> _Given exercise_: Substitute "circle" for "disc" in the lines from the first one up to and including the line with "Target: nose gear strut", and give only those lines again with nothing else changed.

> _Material for this exercise_:
(begin)
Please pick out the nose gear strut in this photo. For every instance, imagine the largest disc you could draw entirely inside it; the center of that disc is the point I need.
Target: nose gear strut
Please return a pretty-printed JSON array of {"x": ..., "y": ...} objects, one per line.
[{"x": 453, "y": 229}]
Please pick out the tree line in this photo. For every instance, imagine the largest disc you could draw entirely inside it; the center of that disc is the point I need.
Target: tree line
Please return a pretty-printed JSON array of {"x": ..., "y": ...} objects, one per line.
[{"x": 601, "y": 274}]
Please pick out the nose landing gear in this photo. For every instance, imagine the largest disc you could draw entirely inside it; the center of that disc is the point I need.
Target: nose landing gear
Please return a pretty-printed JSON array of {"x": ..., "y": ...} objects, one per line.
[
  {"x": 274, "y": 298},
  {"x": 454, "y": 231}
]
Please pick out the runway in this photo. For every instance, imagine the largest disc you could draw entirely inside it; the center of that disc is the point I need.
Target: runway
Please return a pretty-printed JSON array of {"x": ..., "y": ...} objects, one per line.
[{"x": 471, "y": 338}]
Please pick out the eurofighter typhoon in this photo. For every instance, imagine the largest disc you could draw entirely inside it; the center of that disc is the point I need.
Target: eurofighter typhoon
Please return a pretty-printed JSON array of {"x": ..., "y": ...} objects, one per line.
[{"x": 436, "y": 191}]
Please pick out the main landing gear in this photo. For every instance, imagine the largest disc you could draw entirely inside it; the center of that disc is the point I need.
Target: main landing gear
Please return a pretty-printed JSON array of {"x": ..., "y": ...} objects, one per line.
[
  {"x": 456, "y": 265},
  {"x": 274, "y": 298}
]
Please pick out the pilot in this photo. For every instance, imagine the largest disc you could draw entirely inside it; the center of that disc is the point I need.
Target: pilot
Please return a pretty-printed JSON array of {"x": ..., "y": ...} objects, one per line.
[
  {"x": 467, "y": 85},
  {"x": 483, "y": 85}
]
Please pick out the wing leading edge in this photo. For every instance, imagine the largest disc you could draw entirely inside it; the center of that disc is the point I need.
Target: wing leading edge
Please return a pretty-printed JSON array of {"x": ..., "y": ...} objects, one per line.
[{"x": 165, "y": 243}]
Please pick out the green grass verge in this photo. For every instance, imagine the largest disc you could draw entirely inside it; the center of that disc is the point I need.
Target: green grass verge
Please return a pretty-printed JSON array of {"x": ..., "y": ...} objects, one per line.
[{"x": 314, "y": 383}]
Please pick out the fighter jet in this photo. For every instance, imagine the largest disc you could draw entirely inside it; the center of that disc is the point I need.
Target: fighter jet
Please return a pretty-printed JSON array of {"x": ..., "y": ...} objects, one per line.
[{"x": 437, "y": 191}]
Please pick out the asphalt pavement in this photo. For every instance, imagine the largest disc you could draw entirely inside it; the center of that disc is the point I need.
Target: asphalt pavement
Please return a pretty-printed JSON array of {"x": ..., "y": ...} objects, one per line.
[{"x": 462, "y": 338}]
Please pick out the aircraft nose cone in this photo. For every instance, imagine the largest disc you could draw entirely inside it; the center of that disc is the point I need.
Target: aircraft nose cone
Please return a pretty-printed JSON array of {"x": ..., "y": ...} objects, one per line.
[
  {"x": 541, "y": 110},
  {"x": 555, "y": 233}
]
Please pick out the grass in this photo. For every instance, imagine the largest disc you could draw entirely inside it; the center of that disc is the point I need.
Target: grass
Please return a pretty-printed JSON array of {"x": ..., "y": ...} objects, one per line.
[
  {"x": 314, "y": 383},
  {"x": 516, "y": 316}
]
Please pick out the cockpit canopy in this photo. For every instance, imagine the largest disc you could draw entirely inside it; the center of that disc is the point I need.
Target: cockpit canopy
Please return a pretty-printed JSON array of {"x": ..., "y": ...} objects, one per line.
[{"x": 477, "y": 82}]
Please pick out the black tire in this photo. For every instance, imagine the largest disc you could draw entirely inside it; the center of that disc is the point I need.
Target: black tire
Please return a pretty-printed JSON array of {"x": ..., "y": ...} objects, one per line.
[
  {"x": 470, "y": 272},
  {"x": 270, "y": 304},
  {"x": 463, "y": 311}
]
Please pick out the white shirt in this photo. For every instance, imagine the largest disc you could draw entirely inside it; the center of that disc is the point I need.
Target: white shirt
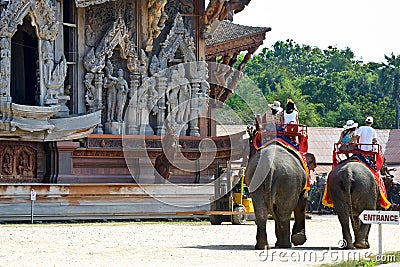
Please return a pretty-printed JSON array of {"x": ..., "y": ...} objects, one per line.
[
  {"x": 366, "y": 134},
  {"x": 290, "y": 118}
]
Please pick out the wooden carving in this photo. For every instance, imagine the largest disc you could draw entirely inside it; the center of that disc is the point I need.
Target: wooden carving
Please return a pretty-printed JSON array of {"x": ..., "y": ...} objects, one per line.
[
  {"x": 43, "y": 12},
  {"x": 18, "y": 161},
  {"x": 165, "y": 160},
  {"x": 156, "y": 20}
]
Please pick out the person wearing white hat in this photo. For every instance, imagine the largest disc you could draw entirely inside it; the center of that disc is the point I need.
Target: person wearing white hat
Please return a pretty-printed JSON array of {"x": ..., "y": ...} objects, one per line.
[
  {"x": 366, "y": 135},
  {"x": 347, "y": 135},
  {"x": 276, "y": 111}
]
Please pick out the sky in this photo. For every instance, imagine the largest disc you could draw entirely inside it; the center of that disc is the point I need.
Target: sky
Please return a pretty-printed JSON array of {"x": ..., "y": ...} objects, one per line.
[{"x": 370, "y": 28}]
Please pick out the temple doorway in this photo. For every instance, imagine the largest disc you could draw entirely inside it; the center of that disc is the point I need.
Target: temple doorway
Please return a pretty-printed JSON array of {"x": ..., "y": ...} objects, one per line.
[{"x": 24, "y": 57}]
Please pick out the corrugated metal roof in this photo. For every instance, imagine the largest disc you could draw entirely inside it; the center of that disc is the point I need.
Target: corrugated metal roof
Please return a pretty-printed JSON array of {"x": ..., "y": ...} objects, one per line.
[{"x": 228, "y": 32}]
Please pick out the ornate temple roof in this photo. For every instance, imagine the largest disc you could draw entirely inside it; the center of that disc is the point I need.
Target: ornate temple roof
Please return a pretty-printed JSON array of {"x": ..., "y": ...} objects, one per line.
[
  {"x": 230, "y": 37},
  {"x": 85, "y": 3}
]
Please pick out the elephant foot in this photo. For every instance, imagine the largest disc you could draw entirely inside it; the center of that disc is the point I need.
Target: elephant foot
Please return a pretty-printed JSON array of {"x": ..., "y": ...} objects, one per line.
[
  {"x": 361, "y": 244},
  {"x": 298, "y": 239},
  {"x": 261, "y": 246}
]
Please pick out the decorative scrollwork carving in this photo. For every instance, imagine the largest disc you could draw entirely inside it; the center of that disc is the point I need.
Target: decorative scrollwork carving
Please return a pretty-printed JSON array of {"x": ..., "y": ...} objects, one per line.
[
  {"x": 95, "y": 60},
  {"x": 43, "y": 12},
  {"x": 177, "y": 39}
]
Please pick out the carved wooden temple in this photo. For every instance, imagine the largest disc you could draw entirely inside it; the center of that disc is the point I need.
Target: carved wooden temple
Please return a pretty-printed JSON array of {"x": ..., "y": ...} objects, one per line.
[{"x": 86, "y": 87}]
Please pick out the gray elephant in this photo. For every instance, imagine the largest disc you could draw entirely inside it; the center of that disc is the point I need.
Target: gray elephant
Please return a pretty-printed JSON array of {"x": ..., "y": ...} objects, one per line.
[
  {"x": 277, "y": 178},
  {"x": 352, "y": 188}
]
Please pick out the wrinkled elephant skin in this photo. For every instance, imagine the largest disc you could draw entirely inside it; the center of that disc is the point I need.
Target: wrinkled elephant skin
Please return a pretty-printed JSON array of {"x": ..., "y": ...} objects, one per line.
[
  {"x": 352, "y": 189},
  {"x": 276, "y": 179}
]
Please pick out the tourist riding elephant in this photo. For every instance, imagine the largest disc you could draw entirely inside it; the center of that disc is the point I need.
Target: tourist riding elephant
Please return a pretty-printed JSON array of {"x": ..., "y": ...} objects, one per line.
[
  {"x": 352, "y": 189},
  {"x": 276, "y": 179}
]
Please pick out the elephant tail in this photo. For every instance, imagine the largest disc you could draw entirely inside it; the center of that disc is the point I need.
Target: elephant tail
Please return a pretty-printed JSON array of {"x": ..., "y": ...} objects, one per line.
[{"x": 347, "y": 194}]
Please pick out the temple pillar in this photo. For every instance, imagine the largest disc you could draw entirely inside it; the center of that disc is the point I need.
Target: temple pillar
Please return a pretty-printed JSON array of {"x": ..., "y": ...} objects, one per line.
[
  {"x": 98, "y": 83},
  {"x": 162, "y": 88},
  {"x": 194, "y": 108},
  {"x": 131, "y": 113}
]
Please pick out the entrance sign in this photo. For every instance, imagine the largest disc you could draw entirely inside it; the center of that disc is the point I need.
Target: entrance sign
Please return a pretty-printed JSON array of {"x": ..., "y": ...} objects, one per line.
[
  {"x": 380, "y": 217},
  {"x": 33, "y": 195}
]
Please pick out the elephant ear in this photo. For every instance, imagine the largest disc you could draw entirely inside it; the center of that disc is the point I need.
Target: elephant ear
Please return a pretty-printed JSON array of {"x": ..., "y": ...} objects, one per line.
[{"x": 311, "y": 161}]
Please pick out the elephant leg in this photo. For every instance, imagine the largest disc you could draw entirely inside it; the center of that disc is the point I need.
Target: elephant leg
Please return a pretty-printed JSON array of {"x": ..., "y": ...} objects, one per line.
[
  {"x": 344, "y": 216},
  {"x": 282, "y": 228},
  {"x": 261, "y": 214},
  {"x": 362, "y": 237},
  {"x": 356, "y": 226},
  {"x": 299, "y": 230}
]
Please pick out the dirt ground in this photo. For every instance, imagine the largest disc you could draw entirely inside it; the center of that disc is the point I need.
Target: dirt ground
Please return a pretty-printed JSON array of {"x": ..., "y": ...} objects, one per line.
[{"x": 175, "y": 244}]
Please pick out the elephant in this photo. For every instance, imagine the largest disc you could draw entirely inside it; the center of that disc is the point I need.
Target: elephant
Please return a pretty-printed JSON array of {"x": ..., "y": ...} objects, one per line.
[
  {"x": 277, "y": 179},
  {"x": 352, "y": 189}
]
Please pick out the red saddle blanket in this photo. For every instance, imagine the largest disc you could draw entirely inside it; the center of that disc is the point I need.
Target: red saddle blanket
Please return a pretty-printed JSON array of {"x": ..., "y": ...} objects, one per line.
[
  {"x": 292, "y": 149},
  {"x": 383, "y": 201}
]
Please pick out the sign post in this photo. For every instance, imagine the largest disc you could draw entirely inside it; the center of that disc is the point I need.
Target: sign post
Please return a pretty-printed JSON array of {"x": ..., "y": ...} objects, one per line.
[
  {"x": 380, "y": 217},
  {"x": 33, "y": 198}
]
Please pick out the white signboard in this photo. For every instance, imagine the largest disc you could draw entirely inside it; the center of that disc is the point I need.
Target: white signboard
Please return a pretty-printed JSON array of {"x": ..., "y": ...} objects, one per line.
[
  {"x": 380, "y": 217},
  {"x": 33, "y": 195}
]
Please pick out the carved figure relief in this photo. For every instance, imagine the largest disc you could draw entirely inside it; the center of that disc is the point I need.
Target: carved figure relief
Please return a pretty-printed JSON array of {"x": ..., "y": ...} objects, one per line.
[
  {"x": 54, "y": 73},
  {"x": 165, "y": 160},
  {"x": 232, "y": 7},
  {"x": 90, "y": 92},
  {"x": 212, "y": 12},
  {"x": 5, "y": 66},
  {"x": 109, "y": 86},
  {"x": 43, "y": 12},
  {"x": 122, "y": 91},
  {"x": 7, "y": 164},
  {"x": 156, "y": 20},
  {"x": 117, "y": 35},
  {"x": 178, "y": 39},
  {"x": 18, "y": 161},
  {"x": 172, "y": 97},
  {"x": 184, "y": 96}
]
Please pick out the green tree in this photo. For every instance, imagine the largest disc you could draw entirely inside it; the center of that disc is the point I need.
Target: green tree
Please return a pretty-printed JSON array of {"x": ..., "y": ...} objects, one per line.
[{"x": 390, "y": 82}]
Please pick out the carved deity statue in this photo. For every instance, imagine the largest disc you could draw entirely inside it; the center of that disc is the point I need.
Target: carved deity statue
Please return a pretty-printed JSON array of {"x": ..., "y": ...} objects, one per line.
[
  {"x": 109, "y": 85},
  {"x": 53, "y": 73},
  {"x": 232, "y": 7},
  {"x": 6, "y": 166},
  {"x": 90, "y": 91},
  {"x": 166, "y": 158},
  {"x": 172, "y": 96},
  {"x": 184, "y": 96},
  {"x": 5, "y": 64},
  {"x": 122, "y": 91},
  {"x": 212, "y": 12},
  {"x": 157, "y": 18}
]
(end)
> _Solution to this exercise_:
Please pick out the nose gear strut in this photo. For every instance, imagine the largest circle you could draw entirely inside it; the center of that circle is the point I need.
Target: nose gear strut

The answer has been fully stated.